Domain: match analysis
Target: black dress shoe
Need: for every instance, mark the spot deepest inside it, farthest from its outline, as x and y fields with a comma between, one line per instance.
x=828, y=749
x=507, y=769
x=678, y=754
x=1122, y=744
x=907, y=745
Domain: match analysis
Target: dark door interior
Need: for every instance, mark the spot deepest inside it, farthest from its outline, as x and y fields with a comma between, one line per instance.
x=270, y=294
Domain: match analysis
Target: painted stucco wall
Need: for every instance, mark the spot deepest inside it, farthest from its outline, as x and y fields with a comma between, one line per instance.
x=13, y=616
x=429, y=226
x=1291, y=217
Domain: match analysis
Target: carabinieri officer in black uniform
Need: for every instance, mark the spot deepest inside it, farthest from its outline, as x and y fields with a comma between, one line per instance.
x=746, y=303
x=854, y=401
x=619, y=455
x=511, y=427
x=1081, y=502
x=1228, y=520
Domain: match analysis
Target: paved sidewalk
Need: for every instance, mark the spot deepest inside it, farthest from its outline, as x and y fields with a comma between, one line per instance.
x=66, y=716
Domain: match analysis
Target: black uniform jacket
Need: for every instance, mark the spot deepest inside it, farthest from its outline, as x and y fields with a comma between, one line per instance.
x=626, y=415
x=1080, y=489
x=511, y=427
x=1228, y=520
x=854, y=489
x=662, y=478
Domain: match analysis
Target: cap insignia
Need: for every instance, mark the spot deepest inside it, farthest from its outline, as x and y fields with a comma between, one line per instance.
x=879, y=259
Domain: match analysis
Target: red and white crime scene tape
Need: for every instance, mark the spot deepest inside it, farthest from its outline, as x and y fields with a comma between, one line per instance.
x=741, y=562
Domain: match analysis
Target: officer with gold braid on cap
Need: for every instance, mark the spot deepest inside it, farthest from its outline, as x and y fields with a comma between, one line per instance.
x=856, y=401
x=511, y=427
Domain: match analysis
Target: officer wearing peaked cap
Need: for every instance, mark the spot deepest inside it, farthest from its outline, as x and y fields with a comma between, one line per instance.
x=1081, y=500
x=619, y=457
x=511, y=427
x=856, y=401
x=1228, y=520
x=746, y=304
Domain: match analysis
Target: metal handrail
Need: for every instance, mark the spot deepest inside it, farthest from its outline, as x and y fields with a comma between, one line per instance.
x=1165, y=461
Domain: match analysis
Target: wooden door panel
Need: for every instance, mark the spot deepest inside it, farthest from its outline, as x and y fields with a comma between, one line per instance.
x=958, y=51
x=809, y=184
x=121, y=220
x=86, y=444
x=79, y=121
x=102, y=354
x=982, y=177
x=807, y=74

* **WHAT TO WORK ON**
Starting with the first of the lines above and stopping after the line that contains "x=907, y=745", reproduce each of those lines in full, shifting every x and y coordinate in the answers by adding 58 to it.

* **EXERCISE SOLUTION**
Domain: match analysis
Target: black dress shoe
Need: for every instance, mark the spot deepest inside it, farthest from its outline, as x and y fields with a comma between, one line per instance.
x=886, y=807
x=565, y=827
x=736, y=812
x=1180, y=802
x=965, y=803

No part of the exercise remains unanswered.